If you missed David Einhorn’s op-ed in The New York Times yesterday, take a moment to get caught up. I won’t summarize it here, because you really should read the whole thing.
Economist Dean Baker, who thought the biggest problem with the $800 billion stimulus bill was that it should have been much larger, has written an intemperate response to Einhorn that resorts to name-calling (Einhorn’s concerns about America’s debt problem amount to “looniness”) and accuses Einhorn of being either clueless about inflation statistics or deliberately misleading.

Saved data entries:
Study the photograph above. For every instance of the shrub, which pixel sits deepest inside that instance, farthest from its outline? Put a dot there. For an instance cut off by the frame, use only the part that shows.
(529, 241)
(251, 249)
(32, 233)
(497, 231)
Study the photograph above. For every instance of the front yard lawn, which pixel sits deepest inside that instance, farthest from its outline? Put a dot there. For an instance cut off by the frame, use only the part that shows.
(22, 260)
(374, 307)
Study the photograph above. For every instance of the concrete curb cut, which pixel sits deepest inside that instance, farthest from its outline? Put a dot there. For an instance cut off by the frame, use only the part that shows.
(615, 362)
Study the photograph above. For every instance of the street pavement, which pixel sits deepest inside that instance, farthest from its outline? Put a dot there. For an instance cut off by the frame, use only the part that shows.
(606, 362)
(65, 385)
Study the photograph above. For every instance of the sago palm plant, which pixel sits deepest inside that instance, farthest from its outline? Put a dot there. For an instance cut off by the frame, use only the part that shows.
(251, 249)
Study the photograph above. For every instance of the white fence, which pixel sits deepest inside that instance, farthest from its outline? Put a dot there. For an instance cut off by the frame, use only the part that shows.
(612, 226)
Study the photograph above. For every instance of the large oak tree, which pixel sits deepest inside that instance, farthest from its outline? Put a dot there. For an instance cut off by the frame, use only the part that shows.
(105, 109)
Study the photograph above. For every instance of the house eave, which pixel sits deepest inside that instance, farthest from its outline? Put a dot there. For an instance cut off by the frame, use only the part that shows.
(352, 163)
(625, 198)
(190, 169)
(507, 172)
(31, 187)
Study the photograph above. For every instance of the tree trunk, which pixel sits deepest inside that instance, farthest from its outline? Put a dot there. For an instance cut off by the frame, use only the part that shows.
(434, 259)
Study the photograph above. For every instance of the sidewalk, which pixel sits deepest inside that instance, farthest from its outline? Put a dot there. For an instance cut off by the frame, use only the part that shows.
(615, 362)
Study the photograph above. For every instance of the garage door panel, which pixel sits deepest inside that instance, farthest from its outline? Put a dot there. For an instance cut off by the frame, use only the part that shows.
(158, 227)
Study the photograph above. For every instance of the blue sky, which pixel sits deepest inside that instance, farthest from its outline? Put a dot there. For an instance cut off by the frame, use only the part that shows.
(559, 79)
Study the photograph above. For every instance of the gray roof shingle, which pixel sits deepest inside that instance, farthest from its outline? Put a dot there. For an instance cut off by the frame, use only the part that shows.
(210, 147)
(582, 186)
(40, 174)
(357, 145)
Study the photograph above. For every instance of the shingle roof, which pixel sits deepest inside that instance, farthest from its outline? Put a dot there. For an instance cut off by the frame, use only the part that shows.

==

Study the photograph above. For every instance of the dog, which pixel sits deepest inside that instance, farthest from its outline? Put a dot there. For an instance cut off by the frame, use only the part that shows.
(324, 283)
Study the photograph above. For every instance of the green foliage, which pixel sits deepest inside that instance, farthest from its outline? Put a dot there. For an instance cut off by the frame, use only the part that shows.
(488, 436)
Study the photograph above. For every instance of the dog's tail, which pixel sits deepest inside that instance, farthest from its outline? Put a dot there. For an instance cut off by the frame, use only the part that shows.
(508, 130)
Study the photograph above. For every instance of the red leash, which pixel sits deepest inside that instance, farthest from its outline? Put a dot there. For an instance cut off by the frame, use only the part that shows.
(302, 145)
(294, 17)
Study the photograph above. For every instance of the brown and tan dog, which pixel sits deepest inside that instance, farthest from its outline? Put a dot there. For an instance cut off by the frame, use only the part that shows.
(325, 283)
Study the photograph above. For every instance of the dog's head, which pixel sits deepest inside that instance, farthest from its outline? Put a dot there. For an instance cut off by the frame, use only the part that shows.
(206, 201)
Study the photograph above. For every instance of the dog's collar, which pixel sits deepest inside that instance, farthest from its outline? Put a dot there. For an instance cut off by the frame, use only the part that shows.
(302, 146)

...

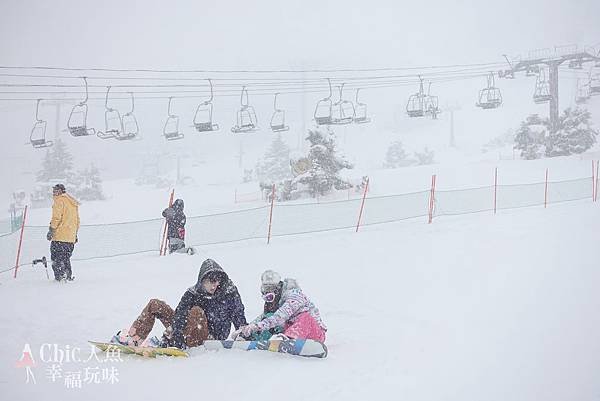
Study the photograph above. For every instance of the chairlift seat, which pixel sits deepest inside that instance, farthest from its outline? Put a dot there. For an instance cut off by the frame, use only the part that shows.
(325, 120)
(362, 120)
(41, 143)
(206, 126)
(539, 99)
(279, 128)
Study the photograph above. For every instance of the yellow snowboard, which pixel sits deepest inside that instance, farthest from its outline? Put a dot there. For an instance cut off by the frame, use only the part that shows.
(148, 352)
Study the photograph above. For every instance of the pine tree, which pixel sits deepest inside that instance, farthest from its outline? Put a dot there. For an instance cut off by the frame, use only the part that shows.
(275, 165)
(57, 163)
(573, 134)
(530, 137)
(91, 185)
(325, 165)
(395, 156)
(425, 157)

[Exercise instructions]
1. Rewrite the paragraph that begins "Economist Dean Baker" in the passage on Einhorn's op-ed as a short bulleted list that keeps its main facts.
2. In the passage on Einhorn's op-ed, which newspaper published the op-ed?
3. Reproduce a stretch of the passage on Einhorn's op-ed word for word: begin at the words "If you missed" and stop after "the whole thing.".

[Solutions per task]
1.
- Economist Dean Baker thought the biggest problem with the $800 billion stimulus bill was that it should have been much larger.
- He wrote an intemperate response to Einhorn.
- The response resorts to name-calling, saying Einhorn's concerns about America's debt problem amount to "looniness."
- It accuses Einhorn of being either clueless about inflation statistics or deliberately misleading.

2. The New York Times.

3.
If you missed David Einhorn’s op-ed in The New York Times yesterday, take a moment to get caught up. I won’t summarize it here, because you really should read the whole thing.